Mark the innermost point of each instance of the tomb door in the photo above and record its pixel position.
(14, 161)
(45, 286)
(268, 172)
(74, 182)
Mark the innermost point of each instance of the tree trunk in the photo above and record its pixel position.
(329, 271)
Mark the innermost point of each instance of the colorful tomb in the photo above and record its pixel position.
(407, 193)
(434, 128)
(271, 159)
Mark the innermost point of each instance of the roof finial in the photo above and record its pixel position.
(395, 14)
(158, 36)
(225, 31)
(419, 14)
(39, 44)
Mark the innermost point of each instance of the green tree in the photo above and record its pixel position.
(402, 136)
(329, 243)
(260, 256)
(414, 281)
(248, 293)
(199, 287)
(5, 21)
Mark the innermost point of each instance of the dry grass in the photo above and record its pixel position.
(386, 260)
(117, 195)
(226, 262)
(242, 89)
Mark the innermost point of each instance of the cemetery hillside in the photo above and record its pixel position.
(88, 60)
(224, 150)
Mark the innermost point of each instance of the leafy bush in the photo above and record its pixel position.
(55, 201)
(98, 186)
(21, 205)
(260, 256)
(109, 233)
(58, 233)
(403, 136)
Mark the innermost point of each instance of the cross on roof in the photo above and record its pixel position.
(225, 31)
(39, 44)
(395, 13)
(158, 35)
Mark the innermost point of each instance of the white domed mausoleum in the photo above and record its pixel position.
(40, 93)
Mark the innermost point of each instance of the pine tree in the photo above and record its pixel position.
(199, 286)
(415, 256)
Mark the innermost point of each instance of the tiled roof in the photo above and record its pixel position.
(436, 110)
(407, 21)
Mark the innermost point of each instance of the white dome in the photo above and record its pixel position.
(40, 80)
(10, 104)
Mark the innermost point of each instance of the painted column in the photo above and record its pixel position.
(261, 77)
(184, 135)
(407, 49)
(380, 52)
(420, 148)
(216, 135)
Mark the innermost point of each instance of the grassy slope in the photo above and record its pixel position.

-*-*-

#### [WHAT YOU WILL DO]
Restate every record word for word.

#### [WRITTEN ANSWER]
Mark the innermost point of each instance of the tomb door in the photo above and record its pixel position.
(14, 161)
(45, 286)
(268, 172)
(74, 182)
Mark the innermost point of each instance of the tree trunk in the photo above and record its pixel position.
(329, 271)
Mark the innermost point of each instance of the colorful tomb in the photo above and record its pixel position.
(407, 193)
(434, 128)
(271, 159)
Mark the innermost point of each instance of the roof finial in the photo above and record its pixel position.
(395, 14)
(158, 36)
(225, 31)
(419, 14)
(39, 44)
Mark the innermost point of each instance of the green tree in the photo above and record its pixel position.
(402, 136)
(329, 243)
(260, 256)
(414, 281)
(248, 293)
(199, 287)
(5, 21)
Mark the innermost point of each instance of the dry grass in the photo above and record its pixel position.
(386, 260)
(117, 195)
(226, 262)
(242, 89)
Mark the innermost point of each instance of the cemetery hillside in the photo above and record its pixel position.
(88, 60)
(224, 150)
Mark the innermost point of each instance of the leafy bush in the photo above and record its pixel position.
(55, 201)
(98, 186)
(21, 205)
(260, 256)
(109, 233)
(58, 233)
(403, 136)
Mark the innermost point of each instance of the cross on roof in the photo above and record its pixel position.
(225, 31)
(39, 44)
(395, 13)
(158, 35)
Mark the innermost point of each instance of the white domed mausoleum in the photo above and record its pixel position.
(40, 93)
Mark the innermost point of each instance of the pine tree in the photo above and record its pixel position.
(199, 286)
(415, 256)
Mark the innermost point of each instance of the tiled roof in the photo above and record its pixel position.
(436, 110)
(407, 21)
Mark the innermost point of each instance of the white dome in the photo above and record its pixel position.
(40, 80)
(10, 104)
Mark the innermost point of each instance of the painted column in the photo above and record its pixel position.
(261, 77)
(184, 135)
(407, 49)
(380, 52)
(420, 148)
(216, 135)
Mark the innermost point of each instance of the grassy slope in the photo above and record its pixel position.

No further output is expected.